| What you should do |
All of the data, except its images, should be set down exactly as it appears.

--------------------------------------------------

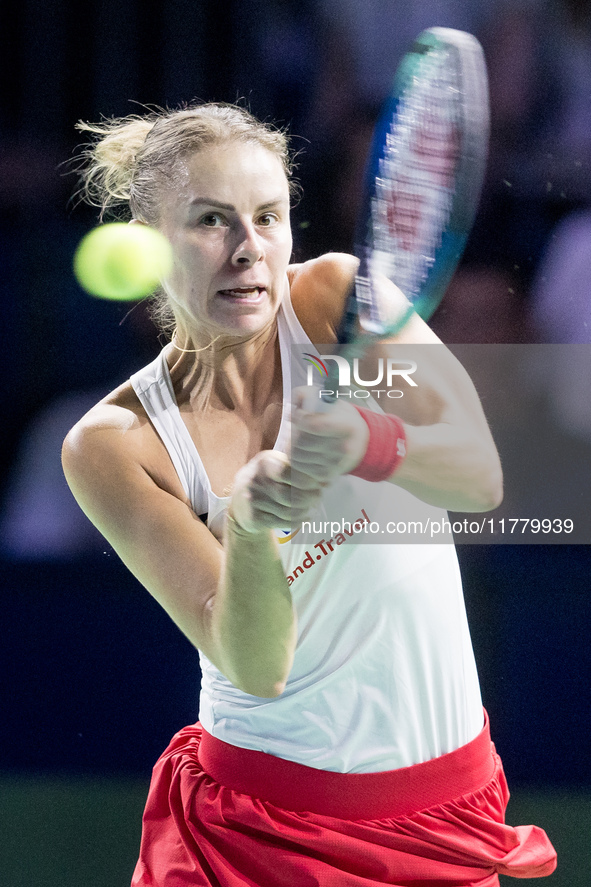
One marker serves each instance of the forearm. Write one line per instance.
(452, 467)
(253, 621)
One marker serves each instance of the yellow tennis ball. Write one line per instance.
(122, 262)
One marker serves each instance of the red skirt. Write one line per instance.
(227, 816)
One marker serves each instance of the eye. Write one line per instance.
(268, 219)
(212, 220)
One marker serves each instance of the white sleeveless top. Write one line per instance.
(384, 673)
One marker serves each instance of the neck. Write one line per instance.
(229, 373)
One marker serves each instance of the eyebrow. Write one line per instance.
(206, 201)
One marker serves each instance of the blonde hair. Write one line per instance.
(129, 160)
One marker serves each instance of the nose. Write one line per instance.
(249, 248)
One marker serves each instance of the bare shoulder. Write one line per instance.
(103, 428)
(113, 442)
(319, 289)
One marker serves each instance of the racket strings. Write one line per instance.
(414, 189)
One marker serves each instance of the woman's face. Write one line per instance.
(227, 218)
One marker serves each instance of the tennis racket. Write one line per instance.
(422, 185)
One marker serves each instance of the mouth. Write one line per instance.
(243, 293)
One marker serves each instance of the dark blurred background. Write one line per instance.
(95, 678)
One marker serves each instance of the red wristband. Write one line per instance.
(386, 448)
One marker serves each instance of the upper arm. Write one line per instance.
(156, 534)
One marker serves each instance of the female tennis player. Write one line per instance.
(342, 739)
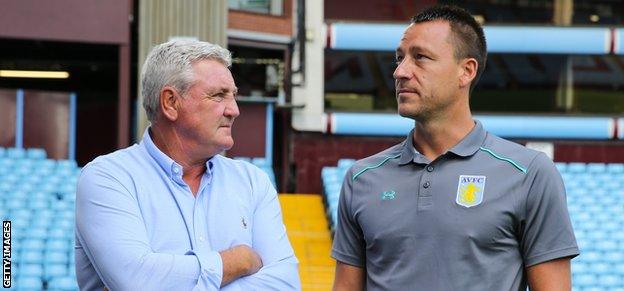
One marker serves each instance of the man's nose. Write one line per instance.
(401, 71)
(231, 110)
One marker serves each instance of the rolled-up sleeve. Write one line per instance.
(111, 230)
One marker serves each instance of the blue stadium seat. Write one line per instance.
(586, 280)
(54, 270)
(37, 233)
(16, 153)
(65, 283)
(33, 244)
(59, 244)
(610, 280)
(576, 168)
(36, 154)
(30, 270)
(28, 283)
(56, 257)
(31, 256)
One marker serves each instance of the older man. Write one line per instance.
(170, 213)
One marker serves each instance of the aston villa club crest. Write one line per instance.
(470, 190)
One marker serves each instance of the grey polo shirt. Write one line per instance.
(472, 219)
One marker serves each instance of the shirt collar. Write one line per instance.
(468, 146)
(171, 167)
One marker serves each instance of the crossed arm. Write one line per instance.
(112, 232)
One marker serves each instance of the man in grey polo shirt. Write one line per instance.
(452, 207)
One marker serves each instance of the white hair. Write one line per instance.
(171, 64)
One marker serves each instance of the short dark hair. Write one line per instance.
(468, 34)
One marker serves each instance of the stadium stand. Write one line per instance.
(308, 232)
(37, 195)
(596, 205)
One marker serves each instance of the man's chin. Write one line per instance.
(404, 112)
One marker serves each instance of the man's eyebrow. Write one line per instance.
(419, 49)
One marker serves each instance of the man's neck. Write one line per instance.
(168, 141)
(433, 138)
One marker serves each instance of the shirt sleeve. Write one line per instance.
(269, 240)
(547, 231)
(110, 227)
(348, 244)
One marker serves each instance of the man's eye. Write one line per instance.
(217, 98)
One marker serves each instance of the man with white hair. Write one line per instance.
(170, 213)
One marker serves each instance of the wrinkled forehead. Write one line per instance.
(429, 34)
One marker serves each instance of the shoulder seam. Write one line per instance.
(375, 166)
(498, 157)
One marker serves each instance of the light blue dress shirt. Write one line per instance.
(139, 227)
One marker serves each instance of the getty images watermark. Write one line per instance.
(6, 254)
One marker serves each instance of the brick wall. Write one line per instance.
(258, 22)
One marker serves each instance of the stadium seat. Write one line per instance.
(54, 270)
(65, 283)
(31, 270)
(56, 257)
(36, 154)
(16, 153)
(28, 283)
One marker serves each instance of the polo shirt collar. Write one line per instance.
(167, 164)
(408, 153)
(468, 146)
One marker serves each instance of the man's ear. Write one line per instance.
(468, 71)
(169, 103)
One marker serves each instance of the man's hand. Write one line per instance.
(239, 261)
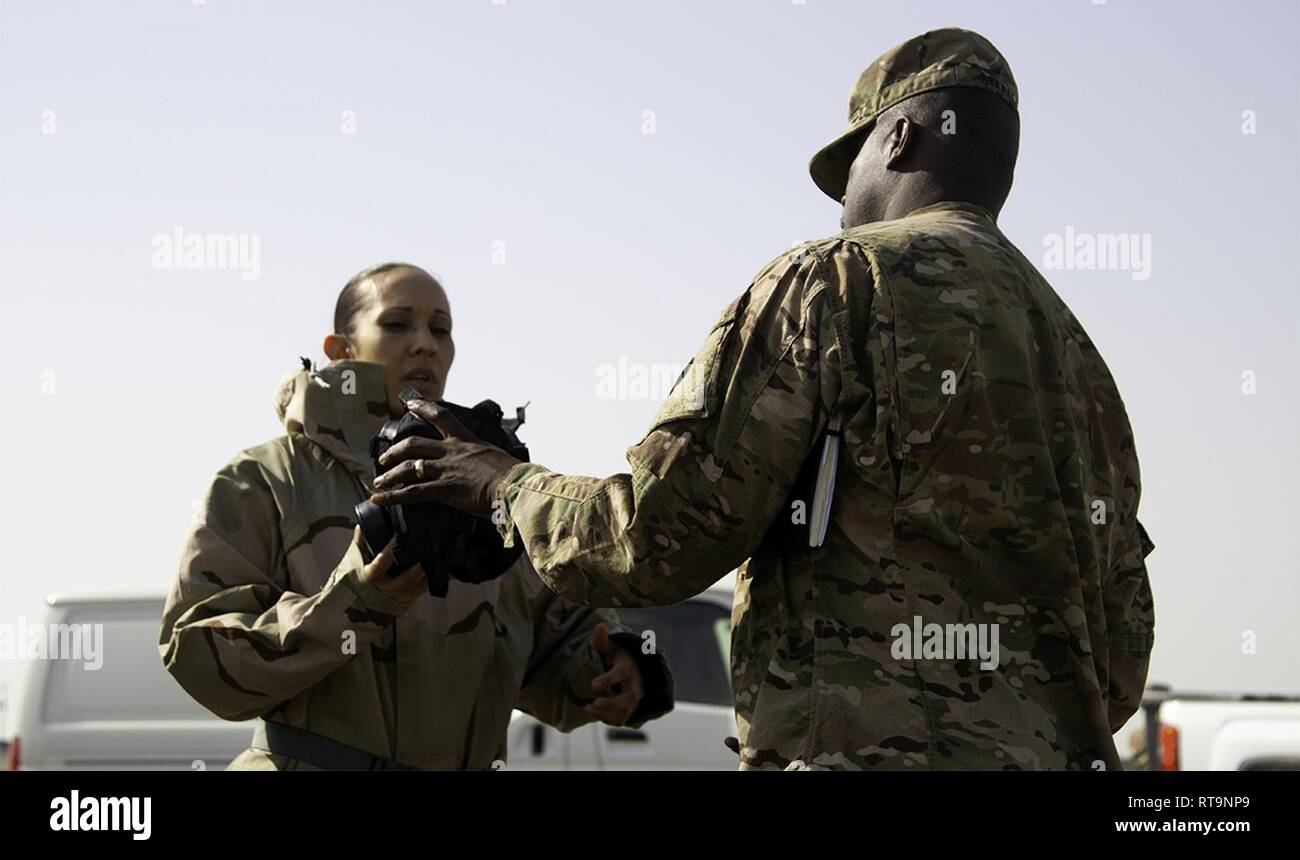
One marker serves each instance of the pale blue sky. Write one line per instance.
(523, 124)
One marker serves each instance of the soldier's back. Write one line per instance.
(967, 590)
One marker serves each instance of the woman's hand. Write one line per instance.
(404, 587)
(459, 470)
(618, 707)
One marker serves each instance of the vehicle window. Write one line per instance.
(689, 638)
(130, 682)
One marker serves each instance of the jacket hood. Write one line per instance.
(339, 407)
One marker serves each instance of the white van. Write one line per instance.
(130, 715)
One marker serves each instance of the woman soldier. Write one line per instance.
(277, 615)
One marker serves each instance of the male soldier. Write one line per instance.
(922, 377)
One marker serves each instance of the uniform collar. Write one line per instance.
(953, 205)
(339, 407)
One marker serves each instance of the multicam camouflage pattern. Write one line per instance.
(269, 598)
(948, 57)
(969, 502)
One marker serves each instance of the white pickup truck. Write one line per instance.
(128, 713)
(1218, 732)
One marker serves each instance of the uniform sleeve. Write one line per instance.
(1131, 622)
(233, 633)
(718, 464)
(563, 663)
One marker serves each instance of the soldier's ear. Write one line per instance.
(897, 144)
(336, 347)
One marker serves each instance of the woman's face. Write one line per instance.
(406, 326)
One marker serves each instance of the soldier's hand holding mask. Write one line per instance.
(459, 470)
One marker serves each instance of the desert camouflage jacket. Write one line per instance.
(987, 486)
(269, 617)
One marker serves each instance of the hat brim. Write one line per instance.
(830, 166)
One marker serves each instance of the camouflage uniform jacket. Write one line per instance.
(987, 476)
(269, 616)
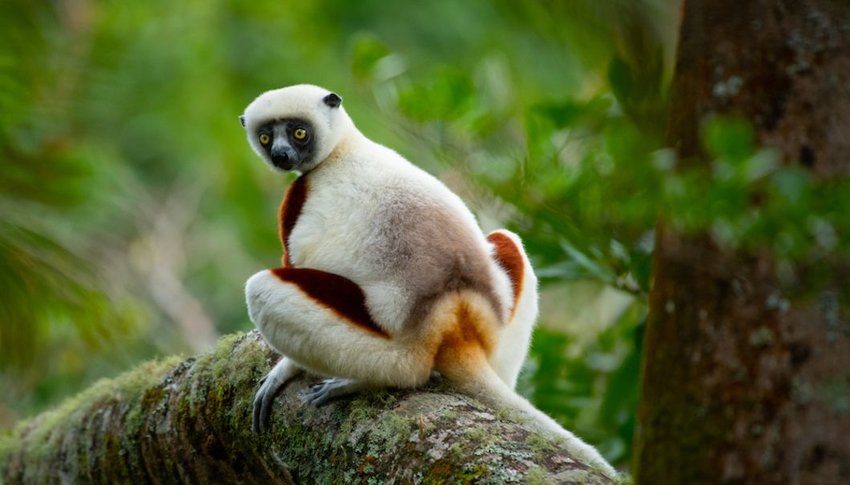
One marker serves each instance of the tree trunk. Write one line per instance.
(190, 422)
(746, 379)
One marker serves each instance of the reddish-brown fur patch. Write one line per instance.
(509, 257)
(290, 209)
(464, 344)
(335, 292)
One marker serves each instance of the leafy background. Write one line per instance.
(132, 210)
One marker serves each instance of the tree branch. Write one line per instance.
(190, 421)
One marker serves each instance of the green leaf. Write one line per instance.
(731, 139)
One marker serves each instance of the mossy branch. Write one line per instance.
(190, 421)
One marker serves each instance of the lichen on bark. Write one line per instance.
(190, 421)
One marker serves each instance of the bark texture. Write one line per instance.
(746, 380)
(190, 422)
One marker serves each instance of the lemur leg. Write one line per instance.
(320, 320)
(270, 385)
(514, 339)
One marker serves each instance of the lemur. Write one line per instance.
(386, 275)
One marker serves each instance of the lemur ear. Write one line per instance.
(333, 100)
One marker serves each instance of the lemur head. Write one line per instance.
(296, 127)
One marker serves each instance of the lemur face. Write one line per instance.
(288, 144)
(297, 127)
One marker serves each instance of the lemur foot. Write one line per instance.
(270, 387)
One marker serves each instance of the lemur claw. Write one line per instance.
(263, 400)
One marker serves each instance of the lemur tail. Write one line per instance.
(475, 377)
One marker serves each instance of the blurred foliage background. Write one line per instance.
(132, 210)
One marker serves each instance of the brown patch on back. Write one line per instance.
(341, 295)
(290, 209)
(509, 257)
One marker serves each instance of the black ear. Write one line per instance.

--------------------------------------------------

| Response for this exercise |
One marker serves each instance of the forearm. Write one line per instance.
(452, 467)
(253, 621)
One marker serves each instance of the yellow tennis ball. Write one line per instance.
(122, 262)
One marker serves each instance of the red skirt. Write one line per instance.
(227, 816)
One marker serves each instance of the eye. Write one line per instance.
(268, 219)
(212, 220)
One marker serves each instance of the white sleeveless top. Write one line per instance.
(384, 673)
One marker serves each instance of the neck. Write one line per instance.
(229, 373)
One marker serves each instance of the eyebrow. Write one line per instance.
(206, 201)
One marker serves each instance of the blonde hair. Write one line per instance.
(129, 160)
One marker serves each instance of the nose. Write one line per instance.
(249, 248)
One marker serves each instance of the bare shoulder. Write one line per instance.
(103, 428)
(113, 442)
(319, 289)
One marker serves each instance of the racket strings. Write one line per instance.
(414, 189)
One marker serves each instance of the woman's face. Write one line per instance.
(227, 218)
One marker serves each instance of the tennis racket. Write one line per instance.
(422, 185)
One marker serves each instance of the mouth. Write one line per instance.
(243, 293)
One marker serves each instance of the dark blurred background. Write one line per instance.
(95, 678)
One marker serves each instance of the red wristband. Write one line per instance.
(386, 448)
One marker serves each instance of the upper arm. Write one line per instance.
(156, 534)
One marker serves each instance of the female tennis player. Write one line per instance.
(342, 739)
One marker serves each instance of the man's nose. Write one line per instance.
(401, 71)
(231, 110)
One marker serves each instance of the rolled-up sleeve. Write one line per instance.
(111, 230)
One marker serves each instance of the blue stadium seat. Write one line per instance.
(586, 280)
(54, 270)
(37, 233)
(16, 153)
(65, 283)
(33, 244)
(59, 244)
(610, 280)
(576, 168)
(36, 154)
(30, 270)
(28, 283)
(56, 257)
(31, 256)
One marker serves each instance of the older man. Write one line per instance.
(170, 213)
One marker serves each instance of the aston villa club crest. Write one line per instance.
(470, 190)
One marker serves each instance of the grey polo shirt. Write one line per instance.
(472, 219)
One marker serves each instance of the shirt collar. Write one line per instance.
(468, 146)
(171, 167)
One marker serves each instance of the crossed arm. Write one line per instance.
(112, 232)
One marker serves each instance of the man in grey polo shirt. Write one line per instance.
(452, 207)
One marker serves each instance of the white hair. Write one line per instance.
(171, 64)
One marker serves each instance of the short dark hair. Write one line per instance.
(468, 34)
One marker serves each instance of the stadium stand. Write one line per instance.
(308, 232)
(37, 195)
(596, 205)
One marker serves each instance of the man's chin. Write one line per instance.
(404, 112)
One marker serves each instance of the man's eyebrow. Write one line per instance.
(419, 49)
One marker serves each instance of the man's neck. Write one line per instance.
(168, 141)
(433, 138)
One marker serves each instance of the shirt sleeve. Write one line per instance.
(269, 240)
(547, 231)
(110, 227)
(348, 244)
One marker serves each instance of the man's eye. Write one line per instance.
(217, 98)
One marker serves each instance of the man with white hair. Write one line per instance.
(170, 213)
One marker serves each instance of the wrinkled forehead. Write one line per instance.
(429, 34)
One marker serves each instance of the shoulder seam. Write one line per instance.
(375, 166)
(498, 157)
One marker serves each instance of the light blue dress shirt. Write one line per instance.
(139, 227)
One marker serves each instance of the getty images watermark. Write one line per instance.
(6, 254)
One marker serves each instance of the brick wall. Write one line per instance.
(258, 22)
One marker serves each instance of the stadium seat. Write one line per instance.
(54, 270)
(65, 283)
(31, 270)
(56, 257)
(36, 154)
(16, 153)
(28, 283)
One marker serves each instance of the polo shirt collar. Write one line per instance.
(167, 164)
(408, 153)
(468, 146)
One marker serves each instance of the man's ear. Write one line per instance.
(468, 71)
(169, 103)
One marker serves each instance of the man's hand. Write one line per instance.
(239, 261)
One marker serves each instance of the pale blue sky. Write one line per instance.
(523, 124)
One marker serves each instance of the soldier's back. Write one line per instance.
(967, 590)
One marker serves each instance of the woman's hand. Write one line per instance.
(404, 587)
(459, 470)
(618, 707)
One marker serves each instance of the vehicle window. Write one line per instance.
(689, 638)
(130, 682)
One marker serves each instance of the jacket hood. Write one line per instance.
(339, 407)
One marker serves each instance of the white van. Write one line per instance.
(130, 715)
One marker serves each instance of the woman soldier. Write one line per instance.
(277, 615)
One marker serves each instance of the male soldier. Write one line per instance.
(922, 377)
One marker serves each instance of the uniform collar. Write one line per instance.
(953, 205)
(339, 407)
One marker serves each instance of the multicam camouflage pattern. Write one line per instance.
(269, 598)
(948, 57)
(969, 502)
One marker serves each instance of the white pickup truck. Write one line per instance.
(128, 713)
(1218, 732)
One marker serves each instance of the uniform sleeve. Write one line per instance.
(1131, 622)
(233, 633)
(718, 464)
(563, 663)
One marker serves each instance of the soldier's ear. Write one line per instance.
(897, 144)
(336, 347)
One marker serves each instance of the woman's face. Write one line per instance.
(406, 326)
One marker serves each instance of the soldier's hand holding mask. Write one line per instance.
(459, 470)
One marker serves each instance of the desert camouflage jacket. Write one line per instance.
(987, 486)
(269, 617)
One marker serves each instance of the hat brim. Write one line per instance.
(830, 166)
One marker serves each instance of the camouflage uniform jacket. Write one line per instance.
(987, 476)
(269, 616)
One marker serves each instance of the tree trunk. Write one line per instance.
(190, 422)
(746, 379)
One marker serves each instance of the reddish-brown fur patch. Write one line per instance.
(509, 257)
(290, 209)
(464, 344)
(335, 292)
One marker serves each instance of the leafy background. Write one line per instance.
(132, 210)
One marker serves each instance of the tree branch. Write one line per instance.
(190, 421)
One marker serves each instance of the green leaf. Write one line per instance.
(731, 139)
One marker serves each instance of the mossy branch. Write one line per instance.
(190, 421)
One marker serves each instance of the lichen on bark. Write one line per instance.
(190, 421)
One marker serves each instance of the bark texture. Write one line per instance.
(746, 380)
(190, 422)
One marker serves each instance of the lemur leg. Write one line per instance.
(320, 320)
(270, 385)
(514, 339)
One marker serves each instance of the lemur. Write one line per instance.
(386, 275)
One marker serves each instance of the lemur ear. Write one line per instance.
(333, 100)
One marker serves each instance of the lemur head. Write one line per instance.
(296, 127)
One marker serves each instance of the lemur face. Write one line per instance.
(288, 144)
(297, 127)
One marker serves each instance of the lemur foot. Write one line per instance.
(270, 387)
One marker serves each instance of the lemur claw. Write one line per instance.
(263, 400)
One marker serves each instance of the lemur tail. Write one line per instance.
(475, 377)
One marker serves each instance of the blurred foliage background. Write one line per instance.
(132, 210)
One marker serves each instance of the brown patch on back. Write one line per instance.
(341, 295)
(290, 209)
(509, 257)
One marker serves each instance of the black ear. Write one line per instance.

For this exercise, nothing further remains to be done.